= Beginning of Section =

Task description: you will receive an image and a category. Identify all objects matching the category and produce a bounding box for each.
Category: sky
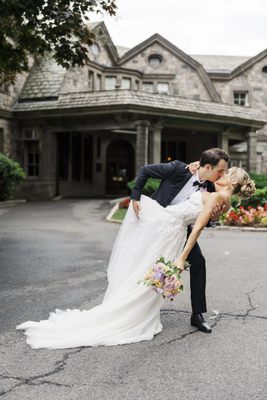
[91,0,267,56]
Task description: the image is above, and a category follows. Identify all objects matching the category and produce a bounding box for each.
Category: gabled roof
[207,49,267,79]
[117,33,221,102]
[89,21,120,64]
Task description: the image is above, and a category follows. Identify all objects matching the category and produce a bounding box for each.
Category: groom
[131,147,229,333]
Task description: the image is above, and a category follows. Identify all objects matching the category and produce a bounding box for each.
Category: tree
[0,0,117,85]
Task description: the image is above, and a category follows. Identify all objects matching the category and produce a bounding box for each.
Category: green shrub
[127,178,160,196]
[0,153,25,200]
[231,186,267,208]
[249,172,267,189]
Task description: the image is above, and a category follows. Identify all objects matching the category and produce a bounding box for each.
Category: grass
[111,207,127,222]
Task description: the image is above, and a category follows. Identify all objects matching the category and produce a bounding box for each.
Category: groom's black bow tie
[193,180,208,190]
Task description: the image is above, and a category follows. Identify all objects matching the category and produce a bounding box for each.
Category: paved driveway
[0,200,266,400]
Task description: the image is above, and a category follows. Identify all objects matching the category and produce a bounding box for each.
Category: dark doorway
[106,139,134,195]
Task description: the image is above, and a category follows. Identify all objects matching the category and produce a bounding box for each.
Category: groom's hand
[132,200,141,218]
[211,203,226,221]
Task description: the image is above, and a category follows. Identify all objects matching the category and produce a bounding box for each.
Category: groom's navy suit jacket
[131,160,215,207]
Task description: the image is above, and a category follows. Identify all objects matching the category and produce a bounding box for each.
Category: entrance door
[106,139,134,195]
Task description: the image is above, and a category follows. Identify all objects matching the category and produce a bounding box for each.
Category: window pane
[143,82,153,92]
[28,153,34,164]
[28,166,35,176]
[122,78,131,89]
[157,83,169,94]
[88,70,94,90]
[95,74,101,91]
[105,76,117,90]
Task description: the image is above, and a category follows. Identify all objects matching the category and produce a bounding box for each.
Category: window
[157,82,169,95]
[233,91,249,106]
[121,77,131,89]
[26,142,39,177]
[88,70,94,91]
[148,54,163,67]
[143,82,154,92]
[91,43,100,55]
[262,66,267,74]
[95,74,102,91]
[105,76,117,90]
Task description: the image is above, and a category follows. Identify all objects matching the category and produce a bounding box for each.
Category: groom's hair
[200,148,230,166]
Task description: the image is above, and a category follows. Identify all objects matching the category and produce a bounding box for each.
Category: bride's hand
[132,200,141,218]
[186,161,200,175]
[174,256,186,271]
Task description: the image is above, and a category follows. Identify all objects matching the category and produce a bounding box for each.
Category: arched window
[148,54,163,67]
[262,66,267,74]
[91,43,100,55]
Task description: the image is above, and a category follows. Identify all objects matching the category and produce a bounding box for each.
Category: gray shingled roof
[13,89,265,126]
[190,54,250,73]
[20,55,67,100]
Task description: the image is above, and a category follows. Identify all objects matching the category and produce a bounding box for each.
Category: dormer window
[262,66,267,74]
[233,91,249,106]
[91,43,100,55]
[148,54,163,68]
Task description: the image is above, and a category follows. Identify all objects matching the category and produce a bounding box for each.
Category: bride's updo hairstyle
[228,167,256,199]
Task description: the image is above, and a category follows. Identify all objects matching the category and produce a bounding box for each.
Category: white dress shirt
[170,171,206,205]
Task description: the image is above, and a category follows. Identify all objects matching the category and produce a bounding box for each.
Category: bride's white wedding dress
[16,191,203,349]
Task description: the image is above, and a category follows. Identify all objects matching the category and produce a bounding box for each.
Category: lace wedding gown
[16,192,203,349]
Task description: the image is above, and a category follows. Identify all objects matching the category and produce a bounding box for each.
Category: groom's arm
[131,160,185,201]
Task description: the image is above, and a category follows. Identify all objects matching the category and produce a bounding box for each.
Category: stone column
[217,131,229,153]
[149,123,162,164]
[135,120,150,174]
[246,130,258,172]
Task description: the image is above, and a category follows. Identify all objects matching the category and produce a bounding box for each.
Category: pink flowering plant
[220,204,267,227]
[138,257,190,301]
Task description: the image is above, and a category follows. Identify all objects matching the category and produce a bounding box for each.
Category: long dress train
[16,192,203,349]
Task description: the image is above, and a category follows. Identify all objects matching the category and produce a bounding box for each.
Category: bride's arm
[176,193,222,268]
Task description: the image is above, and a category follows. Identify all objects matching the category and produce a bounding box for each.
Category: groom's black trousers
[186,227,207,314]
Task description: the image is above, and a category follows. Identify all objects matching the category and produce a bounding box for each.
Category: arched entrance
[106,139,135,195]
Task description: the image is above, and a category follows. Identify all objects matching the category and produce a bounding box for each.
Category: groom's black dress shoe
[191,313,212,333]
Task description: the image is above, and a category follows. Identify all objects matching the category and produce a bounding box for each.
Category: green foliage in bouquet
[127,178,160,196]
[0,153,25,200]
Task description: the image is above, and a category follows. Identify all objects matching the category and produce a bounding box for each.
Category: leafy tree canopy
[0,0,117,84]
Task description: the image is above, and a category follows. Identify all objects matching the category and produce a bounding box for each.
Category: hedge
[0,153,25,200]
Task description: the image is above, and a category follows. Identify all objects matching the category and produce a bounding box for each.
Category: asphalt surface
[0,200,266,400]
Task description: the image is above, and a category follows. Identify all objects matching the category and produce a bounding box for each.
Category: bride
[16,167,255,349]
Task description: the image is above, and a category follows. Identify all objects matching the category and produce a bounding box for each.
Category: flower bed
[220,204,267,227]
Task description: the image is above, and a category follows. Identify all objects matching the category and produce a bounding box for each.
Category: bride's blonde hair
[228,167,256,199]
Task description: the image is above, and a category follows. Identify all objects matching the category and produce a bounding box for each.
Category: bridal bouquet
[138,257,190,301]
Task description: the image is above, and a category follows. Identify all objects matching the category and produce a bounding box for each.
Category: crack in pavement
[0,348,84,397]
[159,287,265,345]
[0,288,265,394]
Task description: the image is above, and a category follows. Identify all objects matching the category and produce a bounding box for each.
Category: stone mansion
[0,22,266,199]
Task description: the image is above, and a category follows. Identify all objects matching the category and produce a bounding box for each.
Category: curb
[106,203,122,224]
[0,199,26,208]
[214,225,267,232]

= End of Section =

- Work instruction
Whenever images occur above, omit them and retype each line exactly as it stands.

- Answer
Task description: you will receive an image and a category. Identify all objects matching the category and produce a bounding box for each.
Category: sky
[91,0,267,56]
Task description: the image is above, and a category follows. Identify all objects matching the category and produce a bounding box for each.
Category: gabled roof
[207,49,267,79]
[117,33,221,102]
[89,21,120,64]
Task description: the image is above, and a category follows. Identify all objects matching the category and produce a bounding box for each.
Category: groom
[131,147,229,333]
Task description: the image is above, and a category follows. Identify all objects matching the category and produce a bounding box for each.
Category: tree
[0,0,117,85]
Task description: the image is above, and a category follows. Identify all objects matching the category and produce a bounding box for each.
Category: green shrub
[127,178,160,196]
[0,153,25,200]
[231,186,267,208]
[249,172,267,189]
Task description: the image is above, and a category follows. Identify all objects matching the category and produce a bounding box for each.
Category: grass
[111,207,127,222]
Task description: the image is above, and a category follows. Identify all objects matching the category and produce a bounding box for each.
Category: groom's black bow tie
[193,180,208,190]
Task description: the image is above, and a category follows. Identify all objects matching the category and produce a bounding box for each.
Category: paved driveway
[0,200,266,400]
Task description: the image is above, and a category follows. Identify all objects matching the category and produce a bounding box for each.
Category: dark doorway
[106,139,134,195]
Task description: the image is above, and a category follows. Identify all objects matching the category and produce a bounding box for each.
Category: groom's hand
[132,200,141,218]
[211,203,226,221]
Task description: the image is above, and a category follows. Identify all objects matching the category and produce a bounding box for each.
Category: groom's navy suit jacket
[131,160,215,207]
Task description: the image is above, and a category follows. Identify all objects matching the category and produce a bounding box for each.
Category: entrance door
[106,139,134,195]
Task description: the image is above, and a category follows. Identify all objects matching the category and produce a bounding box for each.
Category: window pane
[143,82,153,92]
[28,153,34,164]
[28,166,35,176]
[122,78,131,89]
[157,83,169,94]
[88,70,94,90]
[95,74,101,91]
[105,76,117,90]
Task description: the image is above, and a category follows. Identify all objects matching the category and produce a bounding box for each.
Category: window
[157,82,169,95]
[233,91,249,106]
[121,77,131,89]
[26,142,39,177]
[88,70,94,91]
[148,54,163,67]
[143,82,154,92]
[91,43,100,55]
[262,66,267,74]
[95,74,102,91]
[105,76,117,90]
Task description: the image is above, and a category follows. Identify all objects matching the category and produce a bounding box for each.
Category: groom's hair
[200,148,230,166]
Task description: the image is above, and a category follows. Identify all objects matching the category and produce a bounding box for each.
Category: bride's hand
[132,200,141,218]
[186,161,200,175]
[174,256,186,271]
Task description: the image is above, and a category follows. Identify all objects matching the category and produce a bounding box for each.
Category: arched window
[148,54,163,67]
[262,66,267,74]
[91,43,100,55]
Task description: the image is above, and a category follows. Identify all objects matching the category and produce a bounding box for each.
Category: gray shingled roof
[13,89,265,126]
[190,54,250,73]
[20,55,67,100]
Task description: the image is above, and a category follows. Identify all objects matching the category and produce a bounding box for each.
Category: dormer window
[262,66,267,74]
[233,91,249,106]
[91,43,100,55]
[148,54,163,68]
Task description: the image is above, and a category follows. Identify all objects matching the category and produce a bounding box for each.
Category: bride's updo hairstyle
[228,167,256,199]
Task description: the image is above, and a category follows. Identify all objects matching the category and produce a bounding box for each.
Category: white dress shirt
[170,171,206,205]
Task description: the image is above, and a category follows. Identify all objects matching the category and produce a bounding box for each.
Category: bride's white wedding dress
[16,191,203,349]
Task description: the image is above, and a category follows. Identify all objects matching the category and produce a bounding box for each.
Category: lace wedding gown
[16,192,203,349]
Task description: the image is above, and a category follows. Identify all objects matching the category and produce a bounding box for each.
Category: groom's arm
[131,160,185,201]
Task description: the image is above, and a category follows. Identify all objects matching the category and produce a bounding box for each.
Category: stone column
[217,131,229,153]
[149,123,162,164]
[135,120,150,174]
[246,130,258,172]
Task description: the image is above, and a category follows. Identify all objects matching the category and produce a bounding box for each.
Category: pink flowering plant
[220,204,267,227]
[138,257,190,301]
Task description: the image is above, and a category follows. Identify all objects matching the category and produce a bounding box for each.
Category: long dress train
[16,192,203,349]
Task description: the image is above, and a category follows. Identify all objects matching the category and produce a bounding box for each.
Category: bride's arm
[176,193,222,268]
Task description: the image is above, and a category follows. Identify all objects matching the category and produce a bounding box for each.
Category: groom's black trousers
[186,227,207,314]
Task description: the image is above, and a category follows. Identify all objects matching the category and produce a bounding box for each.
Category: arched entrance
[106,139,135,195]
Task description: the image is above, and a category follows. Identify all objects matching the category and produce a bounding box for each.
Category: groom's black dress shoe
[191,313,212,333]
Task description: the image is above, and a category follows. Identify all objects matching the category and produce a bounding box for each.
Category: green foliage in bouquet
[127,178,160,196]
[0,153,25,200]
Task description: the image is above, and a category follows. Identify all objects matching the category and produce a bounding box for each.
Category: leafy tree canopy
[0,0,117,84]
Task description: the image is above, and a category follows. Identify all objects matching the category and produce a bounding box for each.
Category: hedge
[0,153,25,200]
Task description: the image is above, and a category follows. Identify all objects matching the category and produce a bounding box for each.
Category: asphalt surface
[0,200,266,400]
Task description: the image is above, and a category follows. Identify all objects matching the category and produce a bounding box for each.
Category: bride
[16,167,255,349]
Task description: the image is above, and a category follows. Identify all objects matching the category and produce a bounding box for each.
Category: flower bed
[220,204,267,227]
Task description: the image is above, and a category follows. Identify all objects matching the category and produce a bounding box for each.
Category: bride's blonde hair
[228,167,256,199]
Task description: the image is above, and a category follows. Identify all objects matching the category and produce a bounding box for each.
Category: bridal bouquet
[138,257,190,301]
Task description: the image is above, and a category follows. Identify all objects matching the category and produce a bounding box for each.
Category: crack in pavement
[0,348,84,397]
[159,287,265,345]
[0,288,265,394]
Task description: the image is above, and a category follows. Identify all objects matching the category and produce a bounding box for each.
Category: stone mansion
[0,22,266,199]
Task description: the image is above, and a category follows. Identify all objects matching the category and produce a bounding box for each.
Category: curb
[106,203,122,224]
[0,199,26,208]
[214,225,267,232]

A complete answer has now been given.